[Task directions]
From the line with "Task: each instance of the green tree" to the line with "[[480, 486], [106, 362], [152, 378]]", retype every line exactly, including those two, and leave out the rest of the data below.

[[ Dataset records open ]]

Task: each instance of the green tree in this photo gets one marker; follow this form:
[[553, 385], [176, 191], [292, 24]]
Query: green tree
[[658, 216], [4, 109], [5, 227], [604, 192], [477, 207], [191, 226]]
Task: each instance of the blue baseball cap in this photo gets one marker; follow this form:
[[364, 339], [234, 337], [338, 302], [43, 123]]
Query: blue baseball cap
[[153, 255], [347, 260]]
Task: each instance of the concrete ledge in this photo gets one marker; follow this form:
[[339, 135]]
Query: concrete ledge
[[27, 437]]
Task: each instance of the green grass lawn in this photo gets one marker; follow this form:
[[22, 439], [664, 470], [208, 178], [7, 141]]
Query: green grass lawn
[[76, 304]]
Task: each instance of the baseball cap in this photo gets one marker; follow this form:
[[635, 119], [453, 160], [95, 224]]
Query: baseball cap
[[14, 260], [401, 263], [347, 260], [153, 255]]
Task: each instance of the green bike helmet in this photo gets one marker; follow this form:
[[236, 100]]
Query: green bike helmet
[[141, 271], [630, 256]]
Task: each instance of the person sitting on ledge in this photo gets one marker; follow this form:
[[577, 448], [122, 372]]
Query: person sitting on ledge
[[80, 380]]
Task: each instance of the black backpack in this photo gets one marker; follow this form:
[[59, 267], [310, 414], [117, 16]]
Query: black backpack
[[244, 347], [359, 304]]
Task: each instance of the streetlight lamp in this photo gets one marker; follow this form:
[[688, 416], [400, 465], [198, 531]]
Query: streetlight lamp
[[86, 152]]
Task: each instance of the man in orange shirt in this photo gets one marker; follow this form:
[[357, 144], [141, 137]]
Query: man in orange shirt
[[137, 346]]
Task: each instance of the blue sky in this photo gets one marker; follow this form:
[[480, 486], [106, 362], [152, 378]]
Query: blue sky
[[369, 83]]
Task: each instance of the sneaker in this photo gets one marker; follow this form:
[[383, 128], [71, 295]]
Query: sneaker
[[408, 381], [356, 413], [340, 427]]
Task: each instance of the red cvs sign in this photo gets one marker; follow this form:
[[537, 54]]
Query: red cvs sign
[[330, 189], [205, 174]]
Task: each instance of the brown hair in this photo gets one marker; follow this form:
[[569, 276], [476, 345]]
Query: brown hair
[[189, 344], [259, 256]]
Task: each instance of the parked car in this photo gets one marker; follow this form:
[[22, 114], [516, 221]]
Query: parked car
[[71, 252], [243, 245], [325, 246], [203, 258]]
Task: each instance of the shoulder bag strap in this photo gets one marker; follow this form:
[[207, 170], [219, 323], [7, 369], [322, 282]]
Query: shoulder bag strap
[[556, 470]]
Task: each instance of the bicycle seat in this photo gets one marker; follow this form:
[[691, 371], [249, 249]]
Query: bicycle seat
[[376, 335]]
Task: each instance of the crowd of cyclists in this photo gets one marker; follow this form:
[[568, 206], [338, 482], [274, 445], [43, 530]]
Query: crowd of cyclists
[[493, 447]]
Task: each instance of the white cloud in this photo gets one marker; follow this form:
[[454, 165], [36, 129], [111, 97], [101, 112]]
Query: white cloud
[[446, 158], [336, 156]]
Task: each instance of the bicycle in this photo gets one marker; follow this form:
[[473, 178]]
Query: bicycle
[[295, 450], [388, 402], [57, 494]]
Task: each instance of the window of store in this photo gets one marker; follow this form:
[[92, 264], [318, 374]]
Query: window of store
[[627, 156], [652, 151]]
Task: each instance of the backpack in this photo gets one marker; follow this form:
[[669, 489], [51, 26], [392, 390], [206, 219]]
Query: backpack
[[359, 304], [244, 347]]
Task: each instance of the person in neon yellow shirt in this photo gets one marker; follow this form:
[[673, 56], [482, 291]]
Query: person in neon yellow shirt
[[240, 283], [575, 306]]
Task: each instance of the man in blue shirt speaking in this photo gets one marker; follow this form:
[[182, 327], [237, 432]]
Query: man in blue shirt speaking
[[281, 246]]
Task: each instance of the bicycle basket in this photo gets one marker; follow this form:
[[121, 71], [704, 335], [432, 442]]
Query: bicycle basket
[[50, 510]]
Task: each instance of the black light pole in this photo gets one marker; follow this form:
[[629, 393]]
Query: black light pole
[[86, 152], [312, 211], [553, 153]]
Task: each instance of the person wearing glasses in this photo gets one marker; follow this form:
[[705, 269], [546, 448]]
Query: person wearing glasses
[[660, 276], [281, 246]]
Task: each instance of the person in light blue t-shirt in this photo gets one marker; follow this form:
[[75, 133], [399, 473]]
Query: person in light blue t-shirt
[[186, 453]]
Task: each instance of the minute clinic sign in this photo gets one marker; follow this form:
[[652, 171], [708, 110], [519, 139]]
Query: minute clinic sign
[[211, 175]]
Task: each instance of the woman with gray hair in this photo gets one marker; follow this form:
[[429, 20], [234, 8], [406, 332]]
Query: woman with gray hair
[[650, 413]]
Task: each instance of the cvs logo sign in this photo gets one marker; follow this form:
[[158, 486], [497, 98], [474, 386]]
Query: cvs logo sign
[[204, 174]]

[[ Dataset records closed ]]
[[ Dataset records open ]]

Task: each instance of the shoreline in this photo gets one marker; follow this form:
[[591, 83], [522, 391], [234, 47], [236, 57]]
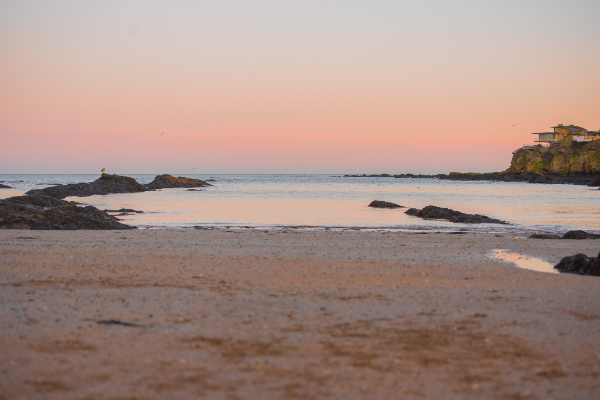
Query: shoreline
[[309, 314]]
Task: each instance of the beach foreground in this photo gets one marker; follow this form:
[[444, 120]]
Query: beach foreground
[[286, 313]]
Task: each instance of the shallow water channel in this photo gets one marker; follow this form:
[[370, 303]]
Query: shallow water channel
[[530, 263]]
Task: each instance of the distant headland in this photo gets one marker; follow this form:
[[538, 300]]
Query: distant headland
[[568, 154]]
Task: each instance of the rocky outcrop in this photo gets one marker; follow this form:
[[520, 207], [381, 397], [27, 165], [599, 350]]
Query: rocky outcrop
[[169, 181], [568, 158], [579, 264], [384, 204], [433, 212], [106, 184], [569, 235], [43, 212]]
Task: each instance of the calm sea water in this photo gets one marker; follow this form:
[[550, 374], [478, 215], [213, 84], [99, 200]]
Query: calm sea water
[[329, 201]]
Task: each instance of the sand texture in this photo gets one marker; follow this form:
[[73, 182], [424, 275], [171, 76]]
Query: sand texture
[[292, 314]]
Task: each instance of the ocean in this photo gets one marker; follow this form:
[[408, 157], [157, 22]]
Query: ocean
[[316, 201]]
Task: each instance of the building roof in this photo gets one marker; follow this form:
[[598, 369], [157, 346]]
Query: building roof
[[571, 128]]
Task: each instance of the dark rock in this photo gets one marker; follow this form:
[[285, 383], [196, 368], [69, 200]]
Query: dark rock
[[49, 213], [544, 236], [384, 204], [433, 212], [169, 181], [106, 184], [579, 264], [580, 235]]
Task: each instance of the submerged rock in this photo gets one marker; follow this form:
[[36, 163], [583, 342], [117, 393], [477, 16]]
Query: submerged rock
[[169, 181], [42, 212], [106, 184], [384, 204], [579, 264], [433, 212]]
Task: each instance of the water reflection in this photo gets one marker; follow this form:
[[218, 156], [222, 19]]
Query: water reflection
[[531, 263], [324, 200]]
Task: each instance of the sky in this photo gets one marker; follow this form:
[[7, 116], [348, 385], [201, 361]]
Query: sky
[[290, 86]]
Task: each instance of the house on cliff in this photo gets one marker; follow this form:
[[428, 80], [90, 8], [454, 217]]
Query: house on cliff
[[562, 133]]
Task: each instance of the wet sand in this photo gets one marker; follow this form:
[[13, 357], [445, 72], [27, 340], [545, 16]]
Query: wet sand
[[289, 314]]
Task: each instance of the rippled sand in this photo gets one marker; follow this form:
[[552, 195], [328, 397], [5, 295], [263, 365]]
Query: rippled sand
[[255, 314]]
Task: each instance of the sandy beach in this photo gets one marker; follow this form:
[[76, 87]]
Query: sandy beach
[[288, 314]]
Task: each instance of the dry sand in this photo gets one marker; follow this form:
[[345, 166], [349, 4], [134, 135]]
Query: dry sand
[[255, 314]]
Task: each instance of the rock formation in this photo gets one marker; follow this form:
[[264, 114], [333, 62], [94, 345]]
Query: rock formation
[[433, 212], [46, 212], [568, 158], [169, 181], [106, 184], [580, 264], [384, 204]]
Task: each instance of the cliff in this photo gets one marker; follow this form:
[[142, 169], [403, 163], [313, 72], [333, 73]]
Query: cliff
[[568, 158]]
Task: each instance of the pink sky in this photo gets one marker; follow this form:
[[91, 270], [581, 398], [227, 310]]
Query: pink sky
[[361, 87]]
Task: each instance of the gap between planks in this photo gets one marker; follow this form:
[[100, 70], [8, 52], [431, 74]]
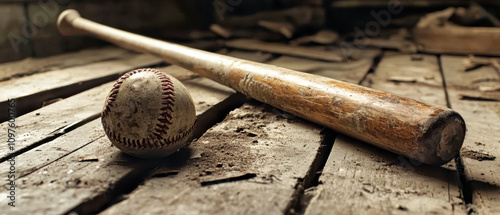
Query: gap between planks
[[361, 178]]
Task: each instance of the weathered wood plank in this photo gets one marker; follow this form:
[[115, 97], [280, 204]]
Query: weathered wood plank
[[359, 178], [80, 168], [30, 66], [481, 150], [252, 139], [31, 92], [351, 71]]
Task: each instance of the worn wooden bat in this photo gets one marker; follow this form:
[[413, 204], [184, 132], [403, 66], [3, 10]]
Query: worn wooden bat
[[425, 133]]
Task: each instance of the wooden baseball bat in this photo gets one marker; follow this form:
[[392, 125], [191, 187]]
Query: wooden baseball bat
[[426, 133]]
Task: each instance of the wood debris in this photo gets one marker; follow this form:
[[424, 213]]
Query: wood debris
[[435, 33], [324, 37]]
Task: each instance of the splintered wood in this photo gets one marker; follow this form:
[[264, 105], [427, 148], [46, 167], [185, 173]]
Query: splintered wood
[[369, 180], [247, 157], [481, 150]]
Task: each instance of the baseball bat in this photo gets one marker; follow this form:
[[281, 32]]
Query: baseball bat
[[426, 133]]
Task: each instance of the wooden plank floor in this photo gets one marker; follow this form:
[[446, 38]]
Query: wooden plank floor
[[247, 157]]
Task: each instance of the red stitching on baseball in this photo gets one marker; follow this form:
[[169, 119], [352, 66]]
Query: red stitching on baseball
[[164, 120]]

[[ Dataset records closed ]]
[[ Dataset records open ]]

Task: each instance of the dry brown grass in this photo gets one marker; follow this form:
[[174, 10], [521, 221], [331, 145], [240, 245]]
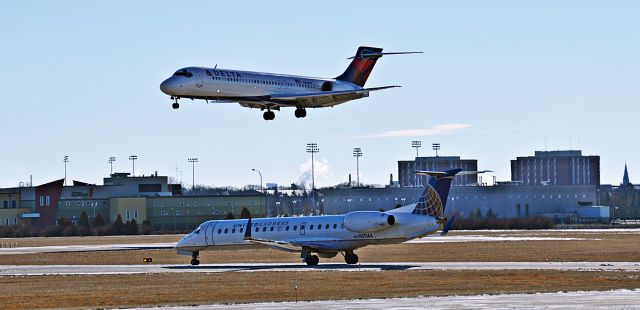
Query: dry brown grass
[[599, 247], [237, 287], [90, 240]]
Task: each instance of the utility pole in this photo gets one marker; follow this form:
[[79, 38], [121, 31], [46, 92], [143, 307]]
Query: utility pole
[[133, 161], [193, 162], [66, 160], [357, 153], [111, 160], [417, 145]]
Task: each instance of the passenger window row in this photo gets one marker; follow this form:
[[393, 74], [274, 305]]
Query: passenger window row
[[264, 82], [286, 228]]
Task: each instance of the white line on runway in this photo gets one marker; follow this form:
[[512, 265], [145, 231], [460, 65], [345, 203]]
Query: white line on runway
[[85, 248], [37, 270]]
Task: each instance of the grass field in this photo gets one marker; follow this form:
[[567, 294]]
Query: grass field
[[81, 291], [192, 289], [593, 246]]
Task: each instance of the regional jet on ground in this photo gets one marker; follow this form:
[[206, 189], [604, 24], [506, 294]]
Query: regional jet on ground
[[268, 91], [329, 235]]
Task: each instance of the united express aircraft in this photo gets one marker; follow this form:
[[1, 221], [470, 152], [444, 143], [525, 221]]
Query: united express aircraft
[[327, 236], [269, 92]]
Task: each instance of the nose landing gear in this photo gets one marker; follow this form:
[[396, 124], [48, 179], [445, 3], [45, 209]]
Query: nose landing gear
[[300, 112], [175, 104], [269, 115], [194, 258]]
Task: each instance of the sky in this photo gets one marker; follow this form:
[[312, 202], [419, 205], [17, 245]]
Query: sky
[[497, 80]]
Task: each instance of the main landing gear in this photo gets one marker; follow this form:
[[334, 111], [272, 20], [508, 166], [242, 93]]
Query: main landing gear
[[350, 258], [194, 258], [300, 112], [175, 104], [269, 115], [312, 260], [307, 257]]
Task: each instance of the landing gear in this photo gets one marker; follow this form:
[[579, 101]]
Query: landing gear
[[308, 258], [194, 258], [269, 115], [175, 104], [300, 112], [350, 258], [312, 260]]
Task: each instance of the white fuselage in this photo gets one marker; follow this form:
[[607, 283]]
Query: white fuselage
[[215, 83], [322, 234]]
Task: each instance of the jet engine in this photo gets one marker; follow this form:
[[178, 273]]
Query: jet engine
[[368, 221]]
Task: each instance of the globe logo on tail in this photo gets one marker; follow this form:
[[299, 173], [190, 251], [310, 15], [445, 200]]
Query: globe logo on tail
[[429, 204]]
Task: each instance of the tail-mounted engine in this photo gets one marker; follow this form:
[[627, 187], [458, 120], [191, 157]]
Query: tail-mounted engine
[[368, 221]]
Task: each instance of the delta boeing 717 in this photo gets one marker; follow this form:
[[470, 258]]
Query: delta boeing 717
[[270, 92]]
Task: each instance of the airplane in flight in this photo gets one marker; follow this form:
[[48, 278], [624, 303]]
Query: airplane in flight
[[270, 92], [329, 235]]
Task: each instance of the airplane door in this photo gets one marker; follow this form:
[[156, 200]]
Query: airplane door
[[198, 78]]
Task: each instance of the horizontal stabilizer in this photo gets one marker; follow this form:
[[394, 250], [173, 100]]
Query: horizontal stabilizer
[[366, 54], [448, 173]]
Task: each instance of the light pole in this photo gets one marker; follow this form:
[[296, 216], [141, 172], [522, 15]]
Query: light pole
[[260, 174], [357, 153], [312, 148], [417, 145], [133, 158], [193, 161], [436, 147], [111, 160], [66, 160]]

[[ Dataset records closed ]]

[Exercise result]
Task: each instance of the green tree in this photo gets one marker; follow this form:
[[553, 385], [176, 191], [292, 24]]
Query: green tree
[[658, 216], [4, 109], [5, 227], [604, 192], [477, 207], [191, 226]]
Task: each instance of the blue baseball cap in this photo gets one marker; follow this form:
[[364, 339], [234, 337], [338, 302], [43, 123]]
Query: blue baseball cap
[[153, 255], [347, 260]]
Task: each instance of the concrete ledge in this photo gets one marker; follow this form:
[[339, 135]]
Query: concrete ledge
[[27, 437]]
Task: each instance of the green grass lawn in this photo gets one marker; follow this form:
[[22, 439], [664, 470], [208, 178], [7, 141]]
Query: green grass lawn
[[76, 304]]
Task: each instance of the baseball cap in this photo gets one marker; follow this form:
[[635, 119], [453, 160], [95, 224]]
Query: baseball cap
[[14, 260], [401, 263], [347, 260], [153, 255]]
Task: each instance of the green bike helmet in this photo gets one marker; follow this form:
[[236, 100]]
Query: green bike helmet
[[141, 271], [630, 256]]
Task: each instance of the person sitting on ledge in this photo gets one marker; follow this form:
[[577, 448], [122, 372]]
Query: person sitting on ledge
[[80, 380]]
Task: each instance of the black backpack in this photo gets one marker; follow this form:
[[59, 267], [310, 414], [117, 16]]
Query: black backpack
[[244, 347], [359, 304]]
Task: each instance of the streetlight lamp in this photo gets one marker; follow this form:
[[688, 416], [400, 465], [198, 531]]
Query: streetlight lamp
[[86, 152]]
Task: each instance of the man in orange shirt in this photo gets one marker; follow this form:
[[357, 144], [141, 137]]
Query: man in orange shirt
[[137, 346]]
Task: each instance of the blue sky in this photo gets one marker; follow this form:
[[480, 486], [106, 362], [152, 378]]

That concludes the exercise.